> _WORK INSTRUCTIONS_
Convert the listing from the line with "the snow patch" to the line with "503 160 795 405" into a two-column CSV with the headers text and answer. Each text and its answer go together on one row, each in its own quoted field, with line breaks turned into spaces.

> _STORED ROWS_
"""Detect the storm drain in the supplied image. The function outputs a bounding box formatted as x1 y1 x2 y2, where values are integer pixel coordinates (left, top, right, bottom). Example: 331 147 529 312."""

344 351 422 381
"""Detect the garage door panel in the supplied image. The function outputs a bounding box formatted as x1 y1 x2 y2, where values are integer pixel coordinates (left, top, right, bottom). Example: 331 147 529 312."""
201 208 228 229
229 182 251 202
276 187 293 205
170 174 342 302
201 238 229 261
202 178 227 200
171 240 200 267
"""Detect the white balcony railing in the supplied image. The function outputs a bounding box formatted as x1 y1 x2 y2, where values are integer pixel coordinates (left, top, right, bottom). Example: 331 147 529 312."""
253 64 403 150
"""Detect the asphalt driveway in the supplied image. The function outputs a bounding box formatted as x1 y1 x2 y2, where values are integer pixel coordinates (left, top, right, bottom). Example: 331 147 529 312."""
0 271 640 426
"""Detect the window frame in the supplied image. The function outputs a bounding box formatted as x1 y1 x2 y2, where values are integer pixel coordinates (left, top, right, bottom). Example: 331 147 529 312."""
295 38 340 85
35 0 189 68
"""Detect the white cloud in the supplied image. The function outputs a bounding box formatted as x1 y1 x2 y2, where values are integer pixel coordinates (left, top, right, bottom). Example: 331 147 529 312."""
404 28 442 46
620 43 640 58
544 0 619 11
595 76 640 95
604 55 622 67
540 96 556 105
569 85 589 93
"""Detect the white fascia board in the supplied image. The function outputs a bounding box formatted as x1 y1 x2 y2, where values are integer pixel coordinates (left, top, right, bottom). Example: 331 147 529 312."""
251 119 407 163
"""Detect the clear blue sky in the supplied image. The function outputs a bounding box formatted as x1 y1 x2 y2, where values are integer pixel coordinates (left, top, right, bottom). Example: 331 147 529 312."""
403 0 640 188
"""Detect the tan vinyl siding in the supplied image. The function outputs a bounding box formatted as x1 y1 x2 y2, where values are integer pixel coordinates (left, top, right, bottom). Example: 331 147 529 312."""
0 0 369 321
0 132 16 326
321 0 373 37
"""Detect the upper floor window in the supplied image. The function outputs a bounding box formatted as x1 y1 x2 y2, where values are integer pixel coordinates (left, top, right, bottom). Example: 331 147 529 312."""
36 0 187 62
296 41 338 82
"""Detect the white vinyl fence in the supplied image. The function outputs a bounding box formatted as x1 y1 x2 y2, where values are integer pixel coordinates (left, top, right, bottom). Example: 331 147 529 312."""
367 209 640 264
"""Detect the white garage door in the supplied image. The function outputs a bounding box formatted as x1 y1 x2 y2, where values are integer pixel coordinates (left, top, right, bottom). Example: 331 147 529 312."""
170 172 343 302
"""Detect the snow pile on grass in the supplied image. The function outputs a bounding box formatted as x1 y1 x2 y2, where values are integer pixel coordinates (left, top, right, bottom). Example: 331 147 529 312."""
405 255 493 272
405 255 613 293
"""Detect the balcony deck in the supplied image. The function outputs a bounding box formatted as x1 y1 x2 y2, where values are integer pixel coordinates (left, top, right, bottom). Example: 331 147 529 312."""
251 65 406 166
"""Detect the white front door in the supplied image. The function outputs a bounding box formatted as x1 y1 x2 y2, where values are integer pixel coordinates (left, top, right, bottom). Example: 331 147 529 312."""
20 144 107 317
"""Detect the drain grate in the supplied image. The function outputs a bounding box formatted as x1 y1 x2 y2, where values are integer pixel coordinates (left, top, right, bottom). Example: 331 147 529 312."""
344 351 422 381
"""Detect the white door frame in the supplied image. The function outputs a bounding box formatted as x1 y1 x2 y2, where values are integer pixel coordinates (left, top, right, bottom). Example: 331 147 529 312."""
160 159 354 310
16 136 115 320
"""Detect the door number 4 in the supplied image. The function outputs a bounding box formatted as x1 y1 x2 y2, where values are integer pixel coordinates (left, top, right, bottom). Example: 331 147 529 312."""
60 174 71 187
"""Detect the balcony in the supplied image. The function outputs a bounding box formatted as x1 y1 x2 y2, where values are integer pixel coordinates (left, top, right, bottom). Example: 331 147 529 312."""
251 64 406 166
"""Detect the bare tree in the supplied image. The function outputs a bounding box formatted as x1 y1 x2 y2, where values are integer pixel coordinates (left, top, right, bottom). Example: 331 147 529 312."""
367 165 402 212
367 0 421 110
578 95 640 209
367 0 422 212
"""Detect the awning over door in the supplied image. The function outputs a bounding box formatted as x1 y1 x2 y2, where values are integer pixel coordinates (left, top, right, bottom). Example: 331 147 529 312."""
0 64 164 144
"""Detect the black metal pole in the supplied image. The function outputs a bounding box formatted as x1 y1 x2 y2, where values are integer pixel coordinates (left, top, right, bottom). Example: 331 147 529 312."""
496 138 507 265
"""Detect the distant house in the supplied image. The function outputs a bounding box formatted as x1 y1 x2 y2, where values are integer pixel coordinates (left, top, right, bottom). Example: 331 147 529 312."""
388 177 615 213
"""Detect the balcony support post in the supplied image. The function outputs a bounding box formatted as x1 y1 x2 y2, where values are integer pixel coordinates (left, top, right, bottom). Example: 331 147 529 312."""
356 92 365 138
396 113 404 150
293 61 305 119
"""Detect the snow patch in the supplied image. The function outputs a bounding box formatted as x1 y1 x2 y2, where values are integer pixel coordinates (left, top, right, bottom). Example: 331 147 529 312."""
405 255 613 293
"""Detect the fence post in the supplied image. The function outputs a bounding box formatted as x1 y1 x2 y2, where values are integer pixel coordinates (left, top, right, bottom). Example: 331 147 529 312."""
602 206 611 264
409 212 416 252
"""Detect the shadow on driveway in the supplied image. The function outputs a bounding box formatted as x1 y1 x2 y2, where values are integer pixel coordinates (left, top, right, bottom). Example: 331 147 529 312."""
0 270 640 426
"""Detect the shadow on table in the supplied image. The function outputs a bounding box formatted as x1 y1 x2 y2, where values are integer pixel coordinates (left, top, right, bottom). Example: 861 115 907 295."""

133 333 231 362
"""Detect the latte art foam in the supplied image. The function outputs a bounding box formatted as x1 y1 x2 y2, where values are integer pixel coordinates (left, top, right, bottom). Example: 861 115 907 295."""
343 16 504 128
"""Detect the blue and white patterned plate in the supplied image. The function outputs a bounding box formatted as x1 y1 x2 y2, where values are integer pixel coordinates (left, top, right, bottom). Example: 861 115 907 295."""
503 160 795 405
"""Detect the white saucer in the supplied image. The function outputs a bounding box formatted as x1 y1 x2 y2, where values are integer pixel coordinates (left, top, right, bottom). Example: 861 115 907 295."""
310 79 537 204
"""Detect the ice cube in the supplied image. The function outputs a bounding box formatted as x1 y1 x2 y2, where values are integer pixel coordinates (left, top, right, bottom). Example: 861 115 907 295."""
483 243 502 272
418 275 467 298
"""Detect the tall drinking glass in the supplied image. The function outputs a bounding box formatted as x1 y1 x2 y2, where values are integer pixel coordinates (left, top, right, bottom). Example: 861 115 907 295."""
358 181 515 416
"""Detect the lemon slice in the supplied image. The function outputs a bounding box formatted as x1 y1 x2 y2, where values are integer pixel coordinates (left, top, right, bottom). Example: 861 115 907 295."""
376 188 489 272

> _OUTPUT_
text,answer
"""""""Detect the snow patch in the supplied image. The function outputs a bounding box formatted as x1 y1 x2 y2, where values are integer pixel coordinates (left, top, right, bottom). Example: 331 147 529 312.""""""","405 255 613 293"
"""""""Detect the fence post in the supplied image. The function outputs a bounding box formatted as x1 y1 x2 y2, where values are integer pixel coordinates (left, top, right, bottom). Example: 331 147 529 312.""""""","602 206 611 264 409 212 416 252"
"""""""Detect the shadow on driveway in the supplied image. The function outputs a bounding box formatted as x1 y1 x2 y2, where values are integer pixel coordinates (left, top, right, bottom). Example: 331 147 529 312.""""""","0 270 640 426"
"""""""Detect the shadow on table in the supplied image. The function outputs a bounding box formatted as x1 y1 x2 y2, where values are integer pixel coordinates (left, top, right, bottom). Example: 861 115 907 295.""""""","133 333 231 362"
"""""""Detect the latte art foam in the supplied image. The function outputs a bounding box formatted as x1 y1 x2 y2, where values are integer pixel coordinates (left, top, right, bottom). Example: 861 115 907 295.""""""","343 16 504 128"
"""""""Detect the blue and white patterned plate in the supplied image. The function outputs a bounding box formatted as x1 y1 x2 y2, where values are integer pixel coordinates (left, top, right, bottom). Example: 861 115 907 295.""""""","503 160 795 405"